Records contained in a dataset:
-------
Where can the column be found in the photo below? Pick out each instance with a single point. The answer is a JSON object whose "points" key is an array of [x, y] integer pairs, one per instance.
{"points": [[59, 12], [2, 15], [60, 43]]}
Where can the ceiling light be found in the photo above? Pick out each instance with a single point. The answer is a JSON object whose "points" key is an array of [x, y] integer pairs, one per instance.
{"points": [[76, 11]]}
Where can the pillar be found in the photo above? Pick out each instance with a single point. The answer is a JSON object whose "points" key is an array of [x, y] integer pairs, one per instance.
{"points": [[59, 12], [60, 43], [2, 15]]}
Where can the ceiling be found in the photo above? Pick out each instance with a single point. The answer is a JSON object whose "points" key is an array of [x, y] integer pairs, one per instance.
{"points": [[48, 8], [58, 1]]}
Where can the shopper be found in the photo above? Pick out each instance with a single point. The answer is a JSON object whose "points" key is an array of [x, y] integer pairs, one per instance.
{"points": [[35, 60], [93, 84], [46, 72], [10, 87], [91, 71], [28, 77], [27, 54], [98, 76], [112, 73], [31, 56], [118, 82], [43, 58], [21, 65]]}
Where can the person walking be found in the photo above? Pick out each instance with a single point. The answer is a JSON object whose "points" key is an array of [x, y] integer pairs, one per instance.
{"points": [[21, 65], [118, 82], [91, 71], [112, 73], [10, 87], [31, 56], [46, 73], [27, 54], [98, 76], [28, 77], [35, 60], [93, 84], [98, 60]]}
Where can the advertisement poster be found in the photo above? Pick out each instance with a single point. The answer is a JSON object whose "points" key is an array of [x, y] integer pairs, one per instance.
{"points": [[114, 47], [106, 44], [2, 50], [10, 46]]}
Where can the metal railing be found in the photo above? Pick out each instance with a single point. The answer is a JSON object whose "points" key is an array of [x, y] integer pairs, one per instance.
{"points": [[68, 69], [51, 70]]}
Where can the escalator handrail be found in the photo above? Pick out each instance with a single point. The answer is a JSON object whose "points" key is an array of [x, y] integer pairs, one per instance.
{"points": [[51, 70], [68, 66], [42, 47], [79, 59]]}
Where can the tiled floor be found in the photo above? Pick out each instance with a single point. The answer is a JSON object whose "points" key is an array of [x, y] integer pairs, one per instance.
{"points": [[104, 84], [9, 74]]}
-------
§ WHAT THE EXERCISE ASKS
Return all of the material above word for word, without changing anything.

§ EXERCISE SOLUTION
Where can the column be found in the photo below? Pick out each instance with a single point. The answer is a JSON object whose "points" key is an array of [x, y] integer pairs, one per instance.
{"points": [[59, 12], [2, 15], [60, 43]]}
Where can the ceiling light be found in the photo above? Pick out each instance with a single point. The answer is a JSON object whose "points" key is an array of [x, y] integer pairs, one per instance.
{"points": [[76, 11]]}
Where can the pillar be found in the photo above? Pick out each instance with a single point. The answer is a JSON object whose "points" key is an array of [x, y] integer pairs, one per instance.
{"points": [[59, 12], [60, 43], [2, 15]]}
Where can the ceiling be found in the photo above? Pick out each instance with a single point. The answer is a JSON object whose "points" key is an array of [x, y] integer pairs, one per instance.
{"points": [[48, 8], [58, 1]]}
Where can the shopper be found in the photo above? Pick out each instance with a single point. The answer is a JSON object whose "points" key is an array of [x, y] integer pairs, one per instance.
{"points": [[35, 60], [93, 84], [46, 72], [10, 87], [91, 71], [28, 77], [27, 54], [98, 76], [112, 73], [31, 56], [118, 82], [43, 58], [21, 65]]}
Where can the person walking be found in the photo above? Pick out each instance with a single point. The answer is a JSON object whose "points" key is an array of [x, y] integer pairs, one per instance.
{"points": [[21, 65], [118, 82], [91, 71], [112, 73], [10, 87], [31, 56], [46, 73], [27, 54], [98, 76], [28, 77], [35, 60], [93, 84], [98, 60]]}
Where can the advertisement poster be found in the photo above? Pick out each instance with a single point. The answer is a JSON object whose "points" key is an array of [x, y] integer pairs, one per instance.
{"points": [[114, 47], [106, 44], [2, 50], [10, 46]]}
Where can the metal railing be found in the photo above? Pick out each instance with a single point. The answer is a JSON object whose "points" key is an array of [x, y] integer pairs, one per instance.
{"points": [[68, 69], [51, 70]]}
Where can the escalator handrail be found in the photo above? Pick out each instance with a single point. The answer is a JSON object whose "points" key is an array of [x, y] integer pairs, one per instance.
{"points": [[51, 70], [68, 66], [42, 47], [79, 59]]}
Where can the tiled floor be found in the photo above? Pick out each instance with a single point. The answer is a JSON object whose "points" key is an array of [x, y] integer pairs, one per instance.
{"points": [[104, 84], [9, 74]]}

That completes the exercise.